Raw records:
--- BEGIN ---

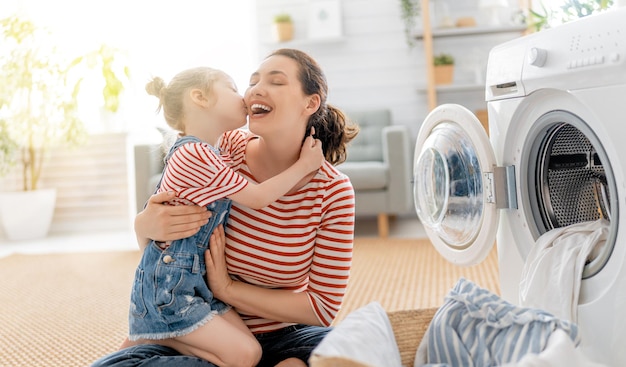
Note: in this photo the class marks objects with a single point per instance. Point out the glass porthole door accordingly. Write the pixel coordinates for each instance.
(454, 192)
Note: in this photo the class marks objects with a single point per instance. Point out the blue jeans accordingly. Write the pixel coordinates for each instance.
(294, 341)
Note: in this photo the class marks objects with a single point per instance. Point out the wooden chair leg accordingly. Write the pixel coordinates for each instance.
(383, 225)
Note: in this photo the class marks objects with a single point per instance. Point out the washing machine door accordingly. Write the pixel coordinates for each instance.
(453, 184)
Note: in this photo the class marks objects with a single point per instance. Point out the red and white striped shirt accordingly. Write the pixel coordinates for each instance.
(199, 176)
(301, 242)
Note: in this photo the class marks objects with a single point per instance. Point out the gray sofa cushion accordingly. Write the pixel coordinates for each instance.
(366, 175)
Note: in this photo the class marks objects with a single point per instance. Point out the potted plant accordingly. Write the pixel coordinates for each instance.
(38, 110)
(409, 11)
(283, 27)
(444, 68)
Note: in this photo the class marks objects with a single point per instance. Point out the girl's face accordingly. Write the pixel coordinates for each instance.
(228, 108)
(275, 100)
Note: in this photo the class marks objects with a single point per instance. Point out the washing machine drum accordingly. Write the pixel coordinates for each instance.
(569, 178)
(563, 178)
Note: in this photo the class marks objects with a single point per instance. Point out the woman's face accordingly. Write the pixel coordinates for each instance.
(275, 100)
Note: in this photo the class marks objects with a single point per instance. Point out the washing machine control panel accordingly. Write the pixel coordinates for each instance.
(586, 53)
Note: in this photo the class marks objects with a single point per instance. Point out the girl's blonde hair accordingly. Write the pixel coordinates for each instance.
(171, 96)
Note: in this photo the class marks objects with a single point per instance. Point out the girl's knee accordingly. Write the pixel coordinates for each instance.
(291, 362)
(248, 354)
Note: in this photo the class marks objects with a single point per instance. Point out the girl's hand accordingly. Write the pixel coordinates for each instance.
(311, 152)
(217, 274)
(162, 222)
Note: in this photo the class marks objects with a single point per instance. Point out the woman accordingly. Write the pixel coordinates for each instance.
(289, 262)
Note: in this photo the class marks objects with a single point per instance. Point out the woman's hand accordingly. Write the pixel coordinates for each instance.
(162, 222)
(217, 274)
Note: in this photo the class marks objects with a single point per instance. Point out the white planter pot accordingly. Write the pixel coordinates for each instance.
(27, 214)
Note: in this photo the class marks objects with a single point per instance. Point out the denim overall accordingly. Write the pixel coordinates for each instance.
(170, 296)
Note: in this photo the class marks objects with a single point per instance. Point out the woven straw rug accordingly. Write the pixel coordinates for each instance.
(70, 309)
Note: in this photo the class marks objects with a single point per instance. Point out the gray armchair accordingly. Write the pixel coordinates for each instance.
(379, 167)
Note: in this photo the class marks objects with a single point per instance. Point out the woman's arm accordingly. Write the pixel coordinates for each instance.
(162, 222)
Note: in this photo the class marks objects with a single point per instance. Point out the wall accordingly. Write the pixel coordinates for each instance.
(93, 185)
(372, 66)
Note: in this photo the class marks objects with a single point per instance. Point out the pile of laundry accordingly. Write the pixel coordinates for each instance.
(475, 327)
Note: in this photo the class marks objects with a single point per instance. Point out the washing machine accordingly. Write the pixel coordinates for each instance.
(555, 156)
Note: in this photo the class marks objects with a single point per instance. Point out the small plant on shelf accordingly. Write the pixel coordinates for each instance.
(444, 68)
(409, 11)
(443, 59)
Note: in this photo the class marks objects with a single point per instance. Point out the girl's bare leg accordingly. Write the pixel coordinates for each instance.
(225, 341)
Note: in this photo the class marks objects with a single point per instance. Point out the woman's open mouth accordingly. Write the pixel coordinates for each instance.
(259, 109)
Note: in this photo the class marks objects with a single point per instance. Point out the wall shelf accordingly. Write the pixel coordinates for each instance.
(471, 31)
(454, 88)
(428, 35)
(306, 41)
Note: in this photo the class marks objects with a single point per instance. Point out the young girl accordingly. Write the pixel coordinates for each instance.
(171, 303)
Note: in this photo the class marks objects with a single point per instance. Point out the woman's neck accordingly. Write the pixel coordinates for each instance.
(267, 160)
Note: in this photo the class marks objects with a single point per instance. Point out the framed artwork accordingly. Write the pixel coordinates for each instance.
(324, 19)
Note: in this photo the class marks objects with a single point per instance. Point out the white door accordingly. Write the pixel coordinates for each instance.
(454, 189)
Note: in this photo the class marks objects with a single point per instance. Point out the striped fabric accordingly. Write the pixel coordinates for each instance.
(302, 242)
(475, 327)
(199, 175)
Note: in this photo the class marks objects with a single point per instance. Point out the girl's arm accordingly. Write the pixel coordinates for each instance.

--- END ---

Required work: Reproduce, word for word, only the lines from the one that contains "the woman's open" through the final line.

Answer in full:
Note: in this photo the class marks objects with a single point per instance. Point out the woman's open mouth accordingly. Write the pixel coordinates for each instance.
(259, 109)
Note: in this photo the class marks objects with a single point per instance. Point out the wall shelf accordingly. Write the pixel coordinates for each instance.
(471, 31)
(454, 88)
(428, 35)
(306, 41)
Note: in this photo the class marks objects with a single point per instance. Point out the young girl accordingly. Write the pixel coordinates for each instance.
(171, 303)
Note: in this photo the class marks objects with a single point per instance. Point out the woman's neck accordingly. Write the pixel coordinates for each instance.
(267, 160)
Note: in this photo the class marks objects with a single point per instance. Point out the framed artwork accordingly. Write the pixel coordinates for each instance.
(324, 19)
Note: in this photo the class marks objects with a single point per instance. Point out the white door accordingly. Write the pixel coordinates for each instance.
(454, 189)
Note: in this photo the class marks objects with a single point per instance. Point out the striped fabric accordingly. Write the pixel coordinates for each instance.
(302, 242)
(475, 327)
(199, 175)
Note: in this photo the class marks objects with a single point per instance. Point out the girl's arm accordingly. Write the pixel coordinates for each instance.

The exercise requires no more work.